(Stored records)

········

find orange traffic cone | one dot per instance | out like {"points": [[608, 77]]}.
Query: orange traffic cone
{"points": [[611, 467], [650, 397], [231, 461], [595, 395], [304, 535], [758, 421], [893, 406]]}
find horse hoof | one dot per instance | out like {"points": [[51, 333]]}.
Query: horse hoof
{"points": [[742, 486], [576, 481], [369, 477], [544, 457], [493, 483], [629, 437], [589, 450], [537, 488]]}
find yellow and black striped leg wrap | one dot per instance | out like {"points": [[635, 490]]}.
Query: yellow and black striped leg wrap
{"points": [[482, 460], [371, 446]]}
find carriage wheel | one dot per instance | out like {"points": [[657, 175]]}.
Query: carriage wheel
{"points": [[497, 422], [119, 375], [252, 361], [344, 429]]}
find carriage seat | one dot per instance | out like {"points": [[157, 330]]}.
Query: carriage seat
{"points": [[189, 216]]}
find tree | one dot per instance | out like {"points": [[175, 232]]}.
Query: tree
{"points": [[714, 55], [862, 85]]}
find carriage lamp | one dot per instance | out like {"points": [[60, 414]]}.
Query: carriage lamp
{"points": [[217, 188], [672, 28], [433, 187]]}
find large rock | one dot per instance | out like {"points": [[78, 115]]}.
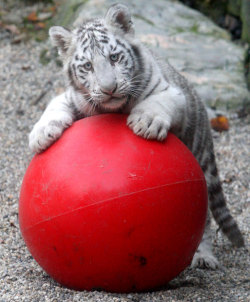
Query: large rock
{"points": [[198, 48]]}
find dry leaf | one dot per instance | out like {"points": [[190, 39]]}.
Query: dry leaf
{"points": [[32, 17], [12, 28], [220, 123]]}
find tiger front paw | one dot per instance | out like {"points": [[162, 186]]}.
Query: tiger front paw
{"points": [[44, 135], [149, 125]]}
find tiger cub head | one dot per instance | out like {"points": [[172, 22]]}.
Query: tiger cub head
{"points": [[100, 59]]}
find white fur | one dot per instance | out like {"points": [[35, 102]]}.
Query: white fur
{"points": [[51, 124]]}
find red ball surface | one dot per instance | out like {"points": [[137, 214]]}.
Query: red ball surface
{"points": [[104, 208]]}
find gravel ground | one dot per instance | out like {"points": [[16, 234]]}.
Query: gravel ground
{"points": [[26, 87]]}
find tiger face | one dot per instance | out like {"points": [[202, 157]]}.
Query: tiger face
{"points": [[99, 61]]}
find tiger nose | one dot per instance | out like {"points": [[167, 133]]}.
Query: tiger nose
{"points": [[109, 90]]}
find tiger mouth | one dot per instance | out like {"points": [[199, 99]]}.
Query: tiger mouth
{"points": [[114, 102]]}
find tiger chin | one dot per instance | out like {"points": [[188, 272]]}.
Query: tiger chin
{"points": [[109, 70]]}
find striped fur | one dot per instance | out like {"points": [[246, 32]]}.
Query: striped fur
{"points": [[108, 70]]}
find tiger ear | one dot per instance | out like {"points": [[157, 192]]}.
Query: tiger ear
{"points": [[61, 37], [119, 16]]}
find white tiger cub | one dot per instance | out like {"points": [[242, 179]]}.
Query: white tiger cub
{"points": [[108, 70]]}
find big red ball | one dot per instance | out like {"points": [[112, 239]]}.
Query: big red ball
{"points": [[105, 209]]}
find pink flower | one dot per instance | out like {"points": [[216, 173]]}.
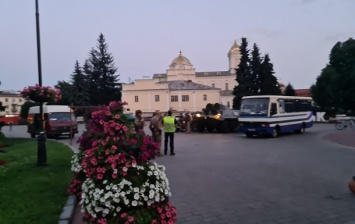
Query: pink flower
{"points": [[130, 218]]}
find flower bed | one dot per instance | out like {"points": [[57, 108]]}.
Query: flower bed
{"points": [[39, 93], [115, 179]]}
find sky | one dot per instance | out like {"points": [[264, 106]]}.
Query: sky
{"points": [[145, 36]]}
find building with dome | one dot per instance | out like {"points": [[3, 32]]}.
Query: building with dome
{"points": [[181, 88]]}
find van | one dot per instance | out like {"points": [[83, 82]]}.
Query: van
{"points": [[58, 120]]}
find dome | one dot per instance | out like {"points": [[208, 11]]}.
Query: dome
{"points": [[180, 60], [235, 47]]}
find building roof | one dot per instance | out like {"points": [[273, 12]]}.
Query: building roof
{"points": [[198, 74], [9, 93], [235, 47], [180, 60], [187, 85]]}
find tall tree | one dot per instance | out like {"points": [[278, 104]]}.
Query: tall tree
{"points": [[103, 83], [255, 66], [337, 79], [245, 83], [267, 81], [66, 89], [289, 90], [80, 95]]}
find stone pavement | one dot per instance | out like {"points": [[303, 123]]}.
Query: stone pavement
{"points": [[294, 191]]}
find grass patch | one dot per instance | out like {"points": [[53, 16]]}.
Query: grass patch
{"points": [[28, 193]]}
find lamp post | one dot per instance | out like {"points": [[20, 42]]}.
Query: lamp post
{"points": [[41, 150]]}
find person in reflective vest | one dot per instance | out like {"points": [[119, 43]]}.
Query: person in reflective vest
{"points": [[169, 124]]}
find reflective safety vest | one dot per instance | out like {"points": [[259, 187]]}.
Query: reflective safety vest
{"points": [[169, 124]]}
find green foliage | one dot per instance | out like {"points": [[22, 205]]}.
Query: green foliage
{"points": [[66, 88], [31, 194], [268, 82], [25, 108], [244, 79], [100, 69], [256, 72], [255, 75], [335, 86], [80, 95], [289, 90]]}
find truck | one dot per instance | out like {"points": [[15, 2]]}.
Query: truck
{"points": [[215, 117], [58, 120]]}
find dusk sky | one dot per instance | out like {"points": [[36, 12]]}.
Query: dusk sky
{"points": [[145, 36]]}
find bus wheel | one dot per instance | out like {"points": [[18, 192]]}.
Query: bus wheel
{"points": [[249, 134], [275, 132], [302, 129]]}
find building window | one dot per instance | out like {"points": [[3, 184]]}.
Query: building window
{"points": [[174, 98]]}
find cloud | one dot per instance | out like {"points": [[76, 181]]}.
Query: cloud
{"points": [[267, 32], [308, 1]]}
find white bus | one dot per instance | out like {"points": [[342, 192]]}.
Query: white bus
{"points": [[272, 115]]}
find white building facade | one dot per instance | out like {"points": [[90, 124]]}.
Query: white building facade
{"points": [[181, 88]]}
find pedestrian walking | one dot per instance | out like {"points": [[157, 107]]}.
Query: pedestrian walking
{"points": [[156, 128], [169, 123], [139, 122], [188, 122]]}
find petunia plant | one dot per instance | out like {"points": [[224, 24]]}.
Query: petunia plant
{"points": [[42, 94], [115, 177]]}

········

◆ **Exercise requirements**:
What is needed is an exact copy of the lines from the one containing "find bus wheel" through the final line of the data, both included, and nothing more.

◆ **Task result**:
find bus wheel | one dot per instance | out like {"points": [[18, 192]]}.
Query: bus wheel
{"points": [[249, 134], [275, 132], [302, 129]]}
find building window | one dot per instance | out like {"points": [[3, 184]]}.
Query: building window
{"points": [[174, 98]]}
find cloud | one dot per instance | out like {"points": [[76, 181]]}.
Query: cloud
{"points": [[267, 32], [308, 1]]}
find white bus | one dot per instance | out like {"points": [[342, 192]]}.
Query: white bus
{"points": [[272, 115]]}
find white building facade | one dot per instance | out like {"points": [[90, 124]]}.
Query: white building facade
{"points": [[181, 88]]}
find pedestrian walking | one dot per instance | out like {"points": [[157, 107]]}.
Query: pedestrian walking
{"points": [[156, 128], [169, 123], [139, 122], [188, 122]]}
find petunia plant | one dot per instance | out like {"points": [[224, 24]]}.
Query: petunia plant
{"points": [[42, 94], [115, 177]]}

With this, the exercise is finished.